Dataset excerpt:
## Start

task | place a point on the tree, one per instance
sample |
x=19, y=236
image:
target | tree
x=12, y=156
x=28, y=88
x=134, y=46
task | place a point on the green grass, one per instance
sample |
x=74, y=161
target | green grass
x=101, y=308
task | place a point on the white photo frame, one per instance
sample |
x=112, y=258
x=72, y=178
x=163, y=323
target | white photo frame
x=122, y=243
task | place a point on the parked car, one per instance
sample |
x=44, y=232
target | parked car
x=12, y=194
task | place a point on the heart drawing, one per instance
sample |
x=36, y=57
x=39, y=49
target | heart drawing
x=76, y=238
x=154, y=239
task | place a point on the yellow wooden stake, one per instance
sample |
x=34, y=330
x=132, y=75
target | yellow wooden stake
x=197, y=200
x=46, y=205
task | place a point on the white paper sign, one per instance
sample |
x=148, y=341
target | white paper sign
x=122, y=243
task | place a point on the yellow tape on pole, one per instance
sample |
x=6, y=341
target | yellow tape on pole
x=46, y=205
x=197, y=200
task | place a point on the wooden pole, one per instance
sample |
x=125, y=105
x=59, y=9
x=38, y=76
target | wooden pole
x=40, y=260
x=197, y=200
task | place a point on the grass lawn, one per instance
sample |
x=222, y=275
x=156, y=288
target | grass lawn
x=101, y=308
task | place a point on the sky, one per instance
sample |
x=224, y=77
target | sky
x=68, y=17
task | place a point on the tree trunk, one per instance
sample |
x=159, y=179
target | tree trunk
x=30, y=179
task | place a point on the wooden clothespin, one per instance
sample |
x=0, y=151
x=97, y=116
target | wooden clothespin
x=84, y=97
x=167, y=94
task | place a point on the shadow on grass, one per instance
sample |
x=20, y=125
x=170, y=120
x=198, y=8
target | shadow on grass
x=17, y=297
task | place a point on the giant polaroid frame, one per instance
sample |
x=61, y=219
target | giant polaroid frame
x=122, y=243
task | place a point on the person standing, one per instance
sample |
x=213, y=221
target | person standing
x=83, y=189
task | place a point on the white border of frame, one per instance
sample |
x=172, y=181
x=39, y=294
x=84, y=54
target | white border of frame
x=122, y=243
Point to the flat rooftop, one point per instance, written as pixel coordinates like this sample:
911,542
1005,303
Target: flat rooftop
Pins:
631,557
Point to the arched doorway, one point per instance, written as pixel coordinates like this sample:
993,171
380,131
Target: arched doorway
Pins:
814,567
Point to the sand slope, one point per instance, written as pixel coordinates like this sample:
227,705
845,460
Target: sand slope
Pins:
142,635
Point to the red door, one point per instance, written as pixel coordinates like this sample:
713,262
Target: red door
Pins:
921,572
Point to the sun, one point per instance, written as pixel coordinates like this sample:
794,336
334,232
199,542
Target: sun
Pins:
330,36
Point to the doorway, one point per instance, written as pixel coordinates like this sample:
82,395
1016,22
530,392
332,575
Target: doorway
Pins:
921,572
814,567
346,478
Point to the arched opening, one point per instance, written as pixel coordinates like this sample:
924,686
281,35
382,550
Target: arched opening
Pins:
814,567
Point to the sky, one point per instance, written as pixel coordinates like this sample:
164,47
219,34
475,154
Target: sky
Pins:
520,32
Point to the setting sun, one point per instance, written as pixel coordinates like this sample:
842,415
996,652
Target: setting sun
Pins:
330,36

## End

Your objective: Rewrite all of the lines above as a numbered list, omitting any blank lines.

Exercise solution:
1. task | place a point on the tree, one per instance
2. sample |
3. x=19, y=236
4. image:
5. target | tree
6. x=12, y=156
7. x=28, y=88
8. x=134, y=46
9. task | place a point on the green grass, one per instance
10. sample |
11. x=74, y=161
12. target | green grass
13. x=101, y=308
14. task | place a point on the white photo frame, one per instance
15. sample |
16. x=112, y=258
17. x=72, y=178
18. x=163, y=323
19. target | white photo frame
20. x=122, y=243
21. task | place a point on the parked car, one per instance
22. sample |
23. x=44, y=232
24. target | parked car
25. x=12, y=194
26. task | place a point on the heart drawing, one per instance
27. sample |
28. x=36, y=57
29. x=39, y=49
30. target | heart drawing
31. x=76, y=238
32. x=154, y=239
33. task | place a point on the yellow wooden stake, one per instance
34. sample |
35. x=34, y=330
36. x=132, y=75
37. target | yellow wooden stake
38. x=197, y=200
39. x=46, y=205
40. task | place a point on the white paper sign, one per instance
41. sample |
42. x=148, y=341
43. target | white paper sign
44. x=122, y=243
45. task | place a point on the yellow tape on pole, one per instance
46. sample |
47. x=6, y=341
48. target | yellow tape on pole
49. x=46, y=205
50. x=197, y=200
51. task | place a point on the wooden pole, one per instance
52. sample |
53. x=125, y=105
54. x=59, y=9
55. x=38, y=76
56. target | wooden pole
57. x=40, y=260
58. x=197, y=200
59. task | place a point on the grass lawn, one per instance
60. sample |
61. x=222, y=275
62. x=156, y=288
63. target | grass lawn
64. x=101, y=308
65. task | place a point on the sky, one per instance
66. sample |
67. x=224, y=77
68. target | sky
69. x=68, y=17
70. task | place a point on the tree trunk, one per instance
71. sample |
72. x=159, y=179
73. target | tree trunk
74. x=30, y=179
75. task | place a point on the wooden clothespin, one per instance
76. sample |
77. x=0, y=151
78. x=97, y=116
79. target | wooden clothespin
80. x=84, y=97
81. x=167, y=94
82. task | place a point on the shadow on grass, one per instance
83. sample |
84. x=20, y=125
85. x=170, y=120
86. x=198, y=8
87. target | shadow on grass
88. x=17, y=297
89. task | place a point on the giant polaroid frame, one per instance
90. sample |
91. x=61, y=219
92. target | giant polaroid frame
93. x=122, y=243
94. task | place a point on the person standing, one per instance
95. sample |
96. x=213, y=221
97. target | person standing
98. x=83, y=189
99. task | place a point on the white border of frame, one per instance
100. sample |
101. x=172, y=181
102. x=39, y=294
103. x=84, y=54
104. target | white border of frame
105. x=122, y=243
106. Point to the flat rooftop, one point per instance, written as pixel coordinates like this sample:
107. 911,542
108. 1005,303
109. Target: flat rooftop
110. Pins:
111. 631,557
112. Point to the arched doorway, one point per instance, written as pixel coordinates like this sample:
113. 993,171
114. 380,131
115. Target: arched doorway
116. Pins:
117. 814,567
118. Point to the sand slope, one point per instance, written as pixel coordinates like this sample:
119. 227,705
120. 845,460
121. Target: sand slope
122. Pins:
123. 142,635
124. Point to the red door, one point per instance, written as pixel coordinates like this sample:
125. 713,262
126. Target: red door
127. Pins:
128. 921,572
129. Point to the sun, one point per instance, written as pixel coordinates like this sample:
130. 794,336
131. 334,232
132. 199,542
133. Target: sun
134. Pins:
135. 330,36
136. Point to the doorway, one point per instance, written as pixel coordinates like this sample:
137. 82,395
138. 1016,22
139. 530,392
140. 332,575
141. Target: doorway
142. Pins:
143. 921,572
144. 814,567
145. 346,478
146. Point to the arched opening, one point per instance, written as pixel coordinates like this sample:
147. 924,686
148. 281,35
149. 382,550
150. Target: arched opening
151. Pins:
152. 814,567
153. Point to the sky, one point per instance, written as pixel coordinates like this sample:
154. 164,47
155. 219,34
156. 475,154
157. Target: sky
158. Pins:
159. 520,32
160. Point to the setting sun, one point per instance, written as pixel coordinates like this sample:
161. 842,415
162. 996,652
163. Target: setting sun
164. Pins:
165. 330,36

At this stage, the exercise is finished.